• _REQUIREMENT_
Recast the lines of the records below as a JSON list of strings, one string per line and skipping blank lines. Start at the line containing "TARGET = cluster of leaves" and end at the line containing "x=189, y=511", including both.

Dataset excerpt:
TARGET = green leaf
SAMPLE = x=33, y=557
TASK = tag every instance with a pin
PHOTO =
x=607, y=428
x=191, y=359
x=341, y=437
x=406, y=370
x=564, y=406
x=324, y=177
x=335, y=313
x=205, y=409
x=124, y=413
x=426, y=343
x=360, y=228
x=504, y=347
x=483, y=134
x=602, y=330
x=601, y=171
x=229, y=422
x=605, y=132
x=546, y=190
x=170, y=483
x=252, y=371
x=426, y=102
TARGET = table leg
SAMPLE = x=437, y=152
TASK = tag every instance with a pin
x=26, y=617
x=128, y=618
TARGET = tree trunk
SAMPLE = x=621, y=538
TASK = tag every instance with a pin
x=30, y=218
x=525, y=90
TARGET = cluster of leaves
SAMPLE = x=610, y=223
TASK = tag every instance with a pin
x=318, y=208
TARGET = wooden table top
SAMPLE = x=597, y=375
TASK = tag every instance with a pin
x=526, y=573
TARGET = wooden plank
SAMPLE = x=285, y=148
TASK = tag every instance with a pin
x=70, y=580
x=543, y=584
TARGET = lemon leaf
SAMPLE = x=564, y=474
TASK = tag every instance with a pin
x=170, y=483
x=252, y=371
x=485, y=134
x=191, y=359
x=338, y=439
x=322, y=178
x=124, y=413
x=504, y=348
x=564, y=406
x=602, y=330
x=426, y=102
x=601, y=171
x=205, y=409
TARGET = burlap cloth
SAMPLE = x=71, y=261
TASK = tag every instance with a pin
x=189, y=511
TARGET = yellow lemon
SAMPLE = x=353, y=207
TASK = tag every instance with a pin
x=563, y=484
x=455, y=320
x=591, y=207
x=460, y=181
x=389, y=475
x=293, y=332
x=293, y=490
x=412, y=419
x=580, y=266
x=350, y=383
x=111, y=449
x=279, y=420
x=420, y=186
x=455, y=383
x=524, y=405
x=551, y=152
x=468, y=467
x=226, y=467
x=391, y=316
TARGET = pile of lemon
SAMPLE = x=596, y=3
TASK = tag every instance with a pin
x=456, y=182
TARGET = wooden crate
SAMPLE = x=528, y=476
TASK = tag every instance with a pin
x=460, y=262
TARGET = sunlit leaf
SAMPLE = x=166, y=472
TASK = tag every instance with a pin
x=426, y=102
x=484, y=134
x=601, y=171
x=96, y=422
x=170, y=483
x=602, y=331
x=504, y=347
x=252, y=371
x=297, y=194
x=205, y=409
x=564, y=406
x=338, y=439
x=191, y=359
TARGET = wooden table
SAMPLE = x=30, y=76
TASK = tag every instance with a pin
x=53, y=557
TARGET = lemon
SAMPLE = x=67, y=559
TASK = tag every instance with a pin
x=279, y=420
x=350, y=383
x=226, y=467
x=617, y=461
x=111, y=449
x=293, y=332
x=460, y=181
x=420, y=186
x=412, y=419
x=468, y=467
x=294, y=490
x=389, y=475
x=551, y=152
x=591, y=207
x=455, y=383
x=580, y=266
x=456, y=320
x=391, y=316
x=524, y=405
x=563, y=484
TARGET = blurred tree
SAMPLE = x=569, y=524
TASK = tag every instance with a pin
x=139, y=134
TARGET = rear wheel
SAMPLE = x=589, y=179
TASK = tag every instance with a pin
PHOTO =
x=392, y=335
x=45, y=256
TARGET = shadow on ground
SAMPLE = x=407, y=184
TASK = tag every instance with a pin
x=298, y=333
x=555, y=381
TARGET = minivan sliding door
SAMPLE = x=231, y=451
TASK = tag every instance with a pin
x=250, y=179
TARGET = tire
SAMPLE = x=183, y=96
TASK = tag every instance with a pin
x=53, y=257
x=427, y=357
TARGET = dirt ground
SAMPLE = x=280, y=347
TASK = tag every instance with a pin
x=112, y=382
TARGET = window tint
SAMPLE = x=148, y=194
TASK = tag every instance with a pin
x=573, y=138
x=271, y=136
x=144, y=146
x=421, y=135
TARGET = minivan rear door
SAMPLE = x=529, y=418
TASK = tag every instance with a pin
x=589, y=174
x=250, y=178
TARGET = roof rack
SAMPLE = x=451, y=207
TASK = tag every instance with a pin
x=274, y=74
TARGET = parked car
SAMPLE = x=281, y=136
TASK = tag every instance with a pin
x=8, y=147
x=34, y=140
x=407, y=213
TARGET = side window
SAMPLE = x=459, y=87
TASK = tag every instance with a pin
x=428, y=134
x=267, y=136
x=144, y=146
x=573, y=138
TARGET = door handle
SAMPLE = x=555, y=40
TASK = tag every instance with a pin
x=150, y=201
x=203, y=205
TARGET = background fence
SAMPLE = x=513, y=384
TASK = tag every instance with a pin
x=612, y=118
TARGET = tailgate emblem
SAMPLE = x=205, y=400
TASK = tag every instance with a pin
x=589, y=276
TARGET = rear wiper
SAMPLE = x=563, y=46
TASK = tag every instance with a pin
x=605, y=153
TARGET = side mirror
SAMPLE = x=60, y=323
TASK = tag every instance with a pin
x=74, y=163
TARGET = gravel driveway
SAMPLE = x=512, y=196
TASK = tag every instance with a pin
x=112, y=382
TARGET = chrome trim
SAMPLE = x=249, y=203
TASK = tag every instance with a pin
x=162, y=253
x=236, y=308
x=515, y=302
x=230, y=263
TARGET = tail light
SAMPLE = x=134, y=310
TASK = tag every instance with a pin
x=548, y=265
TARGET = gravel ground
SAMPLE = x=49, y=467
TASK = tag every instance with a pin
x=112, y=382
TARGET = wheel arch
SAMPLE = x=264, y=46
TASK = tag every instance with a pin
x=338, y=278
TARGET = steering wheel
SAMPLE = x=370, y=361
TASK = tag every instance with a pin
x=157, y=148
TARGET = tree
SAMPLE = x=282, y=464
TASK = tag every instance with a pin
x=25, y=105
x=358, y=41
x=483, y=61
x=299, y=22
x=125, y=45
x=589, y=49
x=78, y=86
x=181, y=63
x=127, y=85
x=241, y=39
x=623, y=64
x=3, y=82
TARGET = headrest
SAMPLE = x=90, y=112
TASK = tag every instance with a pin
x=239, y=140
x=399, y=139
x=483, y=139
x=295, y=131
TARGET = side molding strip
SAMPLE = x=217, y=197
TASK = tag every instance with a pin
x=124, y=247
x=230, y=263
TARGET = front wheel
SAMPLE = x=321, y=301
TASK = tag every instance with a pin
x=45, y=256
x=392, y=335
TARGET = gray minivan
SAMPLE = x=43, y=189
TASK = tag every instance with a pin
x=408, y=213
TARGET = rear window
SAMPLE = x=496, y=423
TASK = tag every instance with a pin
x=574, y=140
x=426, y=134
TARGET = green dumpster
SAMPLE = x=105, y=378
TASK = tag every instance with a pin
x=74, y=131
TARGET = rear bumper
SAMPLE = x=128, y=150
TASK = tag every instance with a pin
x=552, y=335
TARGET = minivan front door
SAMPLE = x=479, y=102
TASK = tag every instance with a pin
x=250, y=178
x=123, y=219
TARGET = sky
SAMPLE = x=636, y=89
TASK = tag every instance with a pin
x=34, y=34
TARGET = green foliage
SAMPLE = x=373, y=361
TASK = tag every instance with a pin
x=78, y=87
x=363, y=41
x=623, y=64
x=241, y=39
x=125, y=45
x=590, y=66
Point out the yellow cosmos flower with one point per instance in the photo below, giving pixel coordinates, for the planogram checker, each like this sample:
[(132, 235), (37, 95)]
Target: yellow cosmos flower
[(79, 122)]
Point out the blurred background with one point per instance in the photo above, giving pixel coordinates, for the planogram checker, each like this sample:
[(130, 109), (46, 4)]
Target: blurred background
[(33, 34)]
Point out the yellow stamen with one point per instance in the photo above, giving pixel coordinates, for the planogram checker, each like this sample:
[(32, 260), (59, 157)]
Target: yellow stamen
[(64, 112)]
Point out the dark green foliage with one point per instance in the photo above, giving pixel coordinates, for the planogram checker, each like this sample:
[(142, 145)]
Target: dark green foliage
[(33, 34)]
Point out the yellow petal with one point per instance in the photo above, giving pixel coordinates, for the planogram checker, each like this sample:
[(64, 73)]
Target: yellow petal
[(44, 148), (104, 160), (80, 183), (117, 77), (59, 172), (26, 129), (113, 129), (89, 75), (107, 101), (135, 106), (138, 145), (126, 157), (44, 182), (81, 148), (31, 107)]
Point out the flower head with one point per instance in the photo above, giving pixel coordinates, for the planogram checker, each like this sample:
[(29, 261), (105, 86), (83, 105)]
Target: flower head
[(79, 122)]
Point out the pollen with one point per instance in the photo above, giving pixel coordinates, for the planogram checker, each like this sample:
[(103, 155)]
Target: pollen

• _SOLUTION FOR THIS PROBLEM_
[
  "TARGET = cluster of leaves",
  "SAMPLE = x=610, y=223",
  "TASK = tag every instance with a pin",
  "x=318, y=208",
  "TARGET = wooden table top",
  "SAMPLE = x=597, y=375",
  "TASK = tag every instance with a pin",
  "x=526, y=573",
  "TARGET = wooden plank",
  "SAMPLE = x=285, y=148",
  "TASK = tag every instance with a pin",
  "x=70, y=580",
  "x=543, y=584",
  "TARGET = lemon leaf",
  "SAMPLE = x=564, y=474",
  "TASK = tag every instance with a pin",
  "x=170, y=483",
  "x=252, y=371",
  "x=485, y=134",
  "x=191, y=359",
  "x=338, y=439",
  "x=322, y=178",
  "x=124, y=413",
  "x=504, y=348",
  "x=564, y=406",
  "x=602, y=330",
  "x=426, y=102",
  "x=601, y=171",
  "x=205, y=409",
  "TARGET = burlap cloth",
  "SAMPLE = x=71, y=261",
  "TASK = tag every instance with a pin",
  "x=189, y=511"
]